____ EXTRAIT DU TEXTE

A l’aube de l’humanité, l’enjeu majeur était le contrôle de la matière. Celui qui savait façonner les matériaux bruts selon sa volonté avait une supériorité sur l’autre. Ce furent les âges de la pierre, Paléolithique, Mésolithique et Néolithique, les âges du métal, cuivre, bronze, fer, et cætera…

Avec la révolution industrielle, nous sommes entrés dans une nouvelle ère : celle de l’énergie, dont l’emblème est la machine à vapeur. Le contrôle des ressources énergétiques fait et défait des fortunes, élève des nations aux premiers rangs, décide des conflits ou est à l’origine de catastrophes sans précédents dont les pires sont peut être encore à venir…

Bien sûr, il n’y a pas eu de rupture franche entre ces deux ères et l’énergie s’est développée avant tout au service de la production de biens matériels. Cependant la vraie domination, le vrai pouvoir, est bien passé progressivement de l’un à l’autre en quelques décennies.

La révolution Internet si visible ces 10 dernières années est le point d’orgue d’une nouvelle rupture entre deux ères : le passage de la domination par l’énergie à la domination par l’information. L’apport décisif de cette ressource n’est cependant pas nouveau…

Ainsi, selon la légende, en 490 avant Jésus-Christ, Phidippidès, soldat athénien aurait parcouru 42 km pour annoncer à Athènes, au prix de sa vie et au cri de « nenikekamen ! », la victoire du commandant Miltiade contre les Perses.

________
____ DONNÉES FOURNIES

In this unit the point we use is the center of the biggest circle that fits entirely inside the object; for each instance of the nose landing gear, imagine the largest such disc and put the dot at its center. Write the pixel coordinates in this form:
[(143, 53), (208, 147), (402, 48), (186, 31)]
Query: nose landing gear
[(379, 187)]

________

## CONSIGNES DE L'EXERCICE
a - D'après le texte sur les ères de la domination, quel objet est l'emblème de l'ère de l'énergie ?
b - Écrivez la suite du texte sur les ères de la domination, à la suite de sa dernière phrase.

## RÉPONSES DANS L'ORDRE
a - La machine à vapeur.

b -
Plus proche de nous et des préoccupations mercantiles de notre époque, en 1815, sur une « morne plaine », régnait un brouillard épais qui rendait inutilisable la récente invention de Chappe, le télégraphe optique. Un simple pigeon voyageur en prévenant, avant tout le monde, une famille de la moyenne bourgeoisie londonienne de la défaite de Napoléon permit à cette famille de plus que doubler ses avoirs : la fortune des Rothschild était née…

De détails de l’Histoire, la ressource « information » prend aujourd’hui une place prépondérante dans le fonctionnement de notre société.

Quelle sera la prochaine ère de l’humanité ? C’est une prospective passionnante qu’il serait tentant d’aborder mais qui n’est pas l’objet de mon propos d’aujourd’hui. Cependant toute prévision ou prédiction du futur ne peut se passer d’une connaissance précise et d’une compréhension excellente du passé : les « comment » et les « pourquoi » d’hier éclairent les obscurs « peut-être » de demain…

Chance inouïe pour les visionnaires d’aujourd’hui, cette révolution de l’information met à la portée d’un simple « clic » une kyrielle d’informations interrogeables, classables, réutilisables, là où, hier, la recherche historique s’étiolait dans d’obscures bibliothèques aux accès restreint. Quelle chance ! Mais demain ? Qu’allons nous laisser comme traces de notre époque à nos arrière petits enfants ?

Bien sur se pose le problème de la pertinence d’une telle conservation. Cependant lorsqu’on voit avec quelle gourmandise les archéologues d’aujourd’hui se penchent sur les outils les plus simples et sur les ordures les plus viles pour tenter de reconstituer le quotidien de nos ancêtres, il semble que la nécessité de conserver intact ce patrimoine est peu sujette à discussion.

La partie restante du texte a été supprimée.